- [Assignment]
From the line that holds "Query: green race car" down to the last line of the listing below, reproduce each line exactly and nothing more, omitting pictures.

====== Provided entries ======

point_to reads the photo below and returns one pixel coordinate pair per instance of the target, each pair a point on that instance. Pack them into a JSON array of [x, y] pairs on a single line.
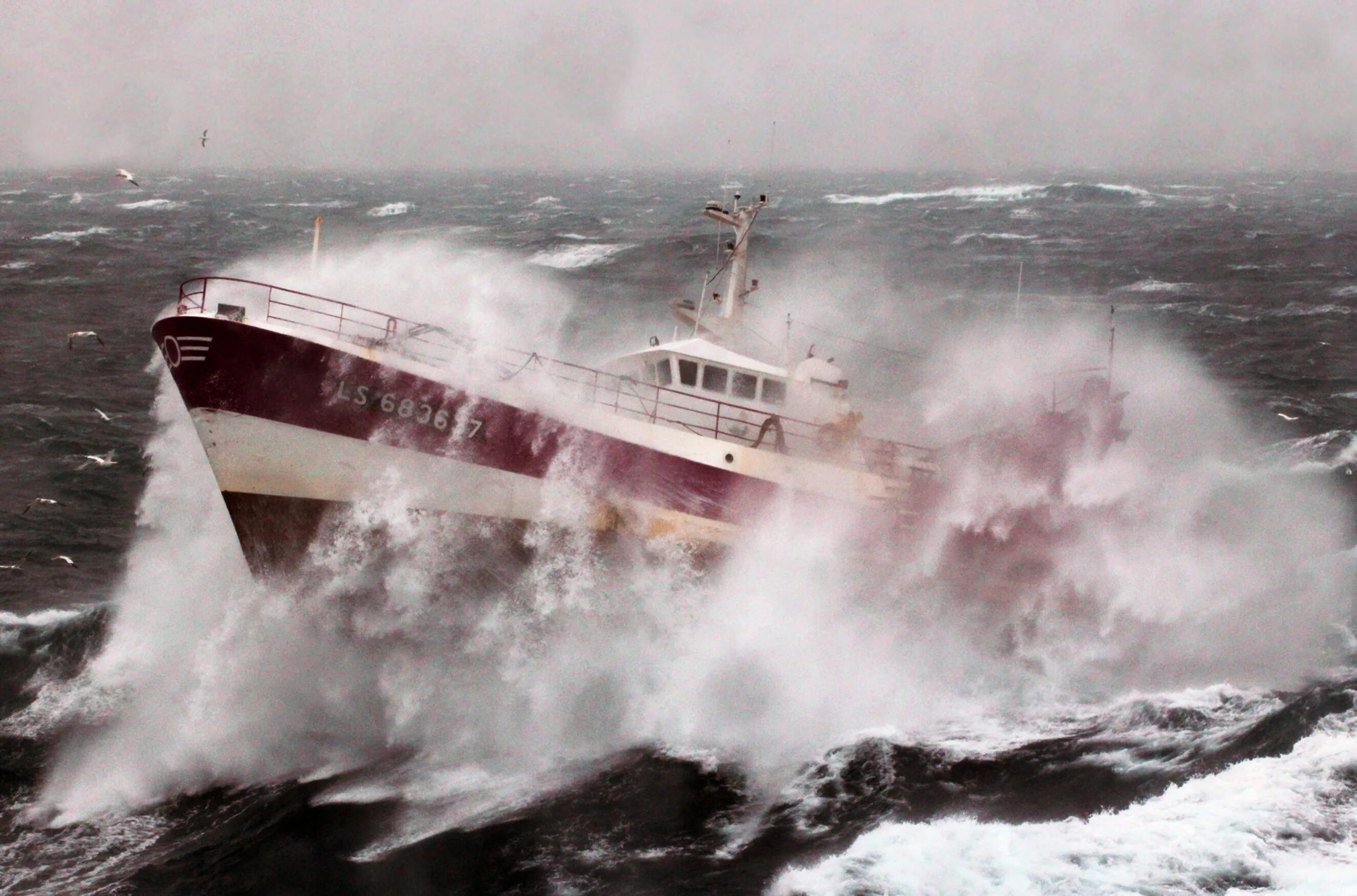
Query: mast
[[737, 288], [719, 315]]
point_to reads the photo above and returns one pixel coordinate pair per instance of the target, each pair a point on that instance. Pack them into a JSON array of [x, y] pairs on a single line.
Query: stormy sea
[[1153, 694]]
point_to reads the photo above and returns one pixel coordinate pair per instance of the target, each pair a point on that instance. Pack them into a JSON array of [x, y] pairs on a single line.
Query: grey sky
[[870, 84]]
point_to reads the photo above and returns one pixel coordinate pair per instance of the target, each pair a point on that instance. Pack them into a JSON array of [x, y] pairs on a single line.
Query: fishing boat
[[307, 405]]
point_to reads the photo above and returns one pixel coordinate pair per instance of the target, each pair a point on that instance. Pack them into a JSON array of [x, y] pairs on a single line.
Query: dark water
[[1201, 780]]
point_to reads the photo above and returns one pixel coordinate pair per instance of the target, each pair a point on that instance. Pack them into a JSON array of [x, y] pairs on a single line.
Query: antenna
[[773, 148], [1112, 341]]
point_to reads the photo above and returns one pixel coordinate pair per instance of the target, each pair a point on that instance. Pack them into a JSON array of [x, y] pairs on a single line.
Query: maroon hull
[[226, 366]]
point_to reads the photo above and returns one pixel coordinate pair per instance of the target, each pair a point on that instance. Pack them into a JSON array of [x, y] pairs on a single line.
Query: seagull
[[98, 461], [36, 501]]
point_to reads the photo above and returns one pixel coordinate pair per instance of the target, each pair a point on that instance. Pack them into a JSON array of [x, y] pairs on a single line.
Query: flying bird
[[98, 461]]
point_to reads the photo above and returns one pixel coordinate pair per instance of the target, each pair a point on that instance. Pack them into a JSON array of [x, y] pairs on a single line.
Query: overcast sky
[[980, 84]]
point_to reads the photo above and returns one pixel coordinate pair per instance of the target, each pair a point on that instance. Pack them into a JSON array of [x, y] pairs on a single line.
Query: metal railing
[[710, 417]]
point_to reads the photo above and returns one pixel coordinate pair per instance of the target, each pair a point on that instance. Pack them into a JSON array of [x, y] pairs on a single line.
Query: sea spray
[[466, 680]]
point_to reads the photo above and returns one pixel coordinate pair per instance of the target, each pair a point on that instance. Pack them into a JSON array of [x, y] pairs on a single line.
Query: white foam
[[1264, 822], [391, 208], [967, 238], [161, 205], [40, 618], [1118, 188], [1150, 284], [996, 193], [573, 257], [74, 237]]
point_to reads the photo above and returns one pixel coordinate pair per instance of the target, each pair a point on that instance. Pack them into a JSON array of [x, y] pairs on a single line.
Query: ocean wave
[[1007, 193], [74, 237], [390, 208], [967, 238], [41, 618], [996, 193], [1304, 310], [585, 255], [162, 205], [327, 204], [1262, 822], [1150, 284]]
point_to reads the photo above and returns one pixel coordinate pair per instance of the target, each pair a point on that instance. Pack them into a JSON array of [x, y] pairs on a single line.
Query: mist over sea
[[1161, 699]]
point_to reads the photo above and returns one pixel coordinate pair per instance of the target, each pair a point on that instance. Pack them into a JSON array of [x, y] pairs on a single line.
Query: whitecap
[[1266, 819], [967, 238], [994, 193], [390, 208], [74, 237], [573, 257], [163, 205], [38, 620], [1150, 284]]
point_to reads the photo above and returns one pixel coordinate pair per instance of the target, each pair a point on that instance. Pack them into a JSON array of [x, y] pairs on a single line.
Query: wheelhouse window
[[775, 391], [687, 372]]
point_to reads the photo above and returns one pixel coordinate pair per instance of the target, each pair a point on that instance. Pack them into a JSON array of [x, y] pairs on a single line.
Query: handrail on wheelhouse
[[390, 326]]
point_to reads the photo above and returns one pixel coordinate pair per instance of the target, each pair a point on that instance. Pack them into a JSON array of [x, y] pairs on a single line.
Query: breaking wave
[[161, 205], [1150, 284], [1006, 193], [978, 193], [1001, 238], [391, 208], [74, 237], [585, 255], [1270, 822]]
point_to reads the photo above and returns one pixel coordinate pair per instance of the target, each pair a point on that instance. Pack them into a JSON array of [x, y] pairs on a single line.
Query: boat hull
[[298, 430]]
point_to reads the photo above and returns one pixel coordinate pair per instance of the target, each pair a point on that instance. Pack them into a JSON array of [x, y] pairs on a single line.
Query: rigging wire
[[908, 353]]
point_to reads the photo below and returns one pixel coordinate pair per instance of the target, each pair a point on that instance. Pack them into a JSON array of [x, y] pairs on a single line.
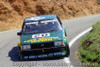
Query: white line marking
[[66, 59], [78, 36]]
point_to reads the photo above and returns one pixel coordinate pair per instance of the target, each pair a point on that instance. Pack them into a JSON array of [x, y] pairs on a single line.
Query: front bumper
[[43, 52]]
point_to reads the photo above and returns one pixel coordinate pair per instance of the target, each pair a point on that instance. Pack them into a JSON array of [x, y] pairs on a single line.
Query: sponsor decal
[[41, 39], [41, 35], [25, 57], [35, 18]]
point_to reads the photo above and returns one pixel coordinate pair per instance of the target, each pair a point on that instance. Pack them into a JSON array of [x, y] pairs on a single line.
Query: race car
[[42, 37]]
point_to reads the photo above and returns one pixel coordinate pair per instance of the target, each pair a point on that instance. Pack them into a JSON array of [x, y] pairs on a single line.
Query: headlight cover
[[59, 43], [25, 47]]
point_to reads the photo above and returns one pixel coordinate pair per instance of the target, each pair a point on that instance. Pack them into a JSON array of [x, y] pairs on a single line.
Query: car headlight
[[59, 43], [25, 47]]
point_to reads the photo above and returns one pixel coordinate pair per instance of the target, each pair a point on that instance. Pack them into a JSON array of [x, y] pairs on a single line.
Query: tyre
[[68, 50]]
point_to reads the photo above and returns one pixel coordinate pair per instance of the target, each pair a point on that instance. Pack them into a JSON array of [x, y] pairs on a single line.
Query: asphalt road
[[9, 39]]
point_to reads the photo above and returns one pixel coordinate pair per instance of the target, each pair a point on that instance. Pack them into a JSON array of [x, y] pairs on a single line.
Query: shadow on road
[[14, 56]]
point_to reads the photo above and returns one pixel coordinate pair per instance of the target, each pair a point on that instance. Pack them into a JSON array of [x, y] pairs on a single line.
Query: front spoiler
[[44, 52]]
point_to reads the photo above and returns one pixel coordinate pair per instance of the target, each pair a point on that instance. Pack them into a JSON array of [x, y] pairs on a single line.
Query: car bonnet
[[42, 37]]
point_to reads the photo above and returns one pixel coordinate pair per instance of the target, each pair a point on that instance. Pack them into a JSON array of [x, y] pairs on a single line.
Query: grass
[[89, 51]]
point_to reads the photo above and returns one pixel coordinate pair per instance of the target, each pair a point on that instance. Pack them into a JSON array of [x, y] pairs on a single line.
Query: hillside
[[13, 12]]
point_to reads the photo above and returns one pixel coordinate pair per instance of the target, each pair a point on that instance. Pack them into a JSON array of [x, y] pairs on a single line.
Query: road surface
[[9, 51]]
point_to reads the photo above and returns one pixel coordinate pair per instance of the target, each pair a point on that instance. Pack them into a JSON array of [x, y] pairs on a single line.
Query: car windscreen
[[42, 26]]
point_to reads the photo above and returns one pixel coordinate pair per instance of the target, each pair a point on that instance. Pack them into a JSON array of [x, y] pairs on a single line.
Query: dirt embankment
[[13, 12]]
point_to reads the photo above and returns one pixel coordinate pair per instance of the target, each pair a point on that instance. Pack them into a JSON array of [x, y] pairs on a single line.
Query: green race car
[[42, 37]]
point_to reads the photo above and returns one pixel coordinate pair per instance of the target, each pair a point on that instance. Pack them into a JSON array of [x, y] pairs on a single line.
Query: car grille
[[42, 45]]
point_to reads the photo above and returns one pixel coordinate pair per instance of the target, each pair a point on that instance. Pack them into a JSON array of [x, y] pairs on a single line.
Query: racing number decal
[[41, 35]]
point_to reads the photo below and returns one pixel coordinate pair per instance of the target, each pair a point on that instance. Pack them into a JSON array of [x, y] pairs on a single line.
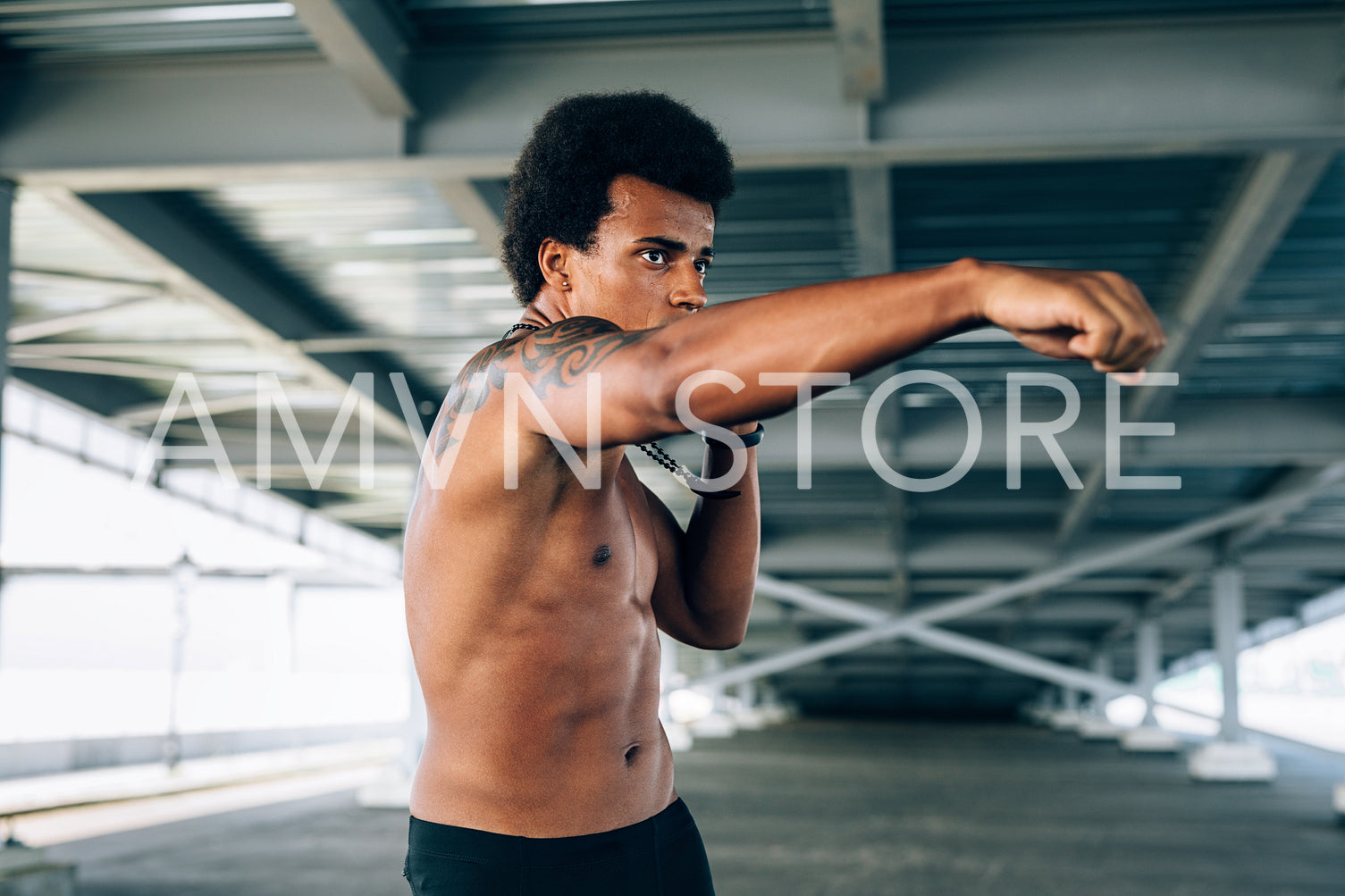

======

- [Answer box]
Query: green race car
[[42, 37]]
point_to reads the photo above and returns one pixel coordinate pair per instance of the target, each pair a point on that instance. Pack them into a JSON array of [x, y] pairs on a single line.
Query: car grille
[[42, 45]]
point_to reads the photo above and returns one pixel coordinate pair per instance of the target, each pair a point on that instance. Pack them into a JSON array of [x, y] pairs on a single line.
Query: racing number decal
[[41, 35]]
point_to reads the photo below and returns one pixel coordinate pair per instance of the target, each pair a point on that instance. Pack them into a JSON array of [x, y] pairs on a single line.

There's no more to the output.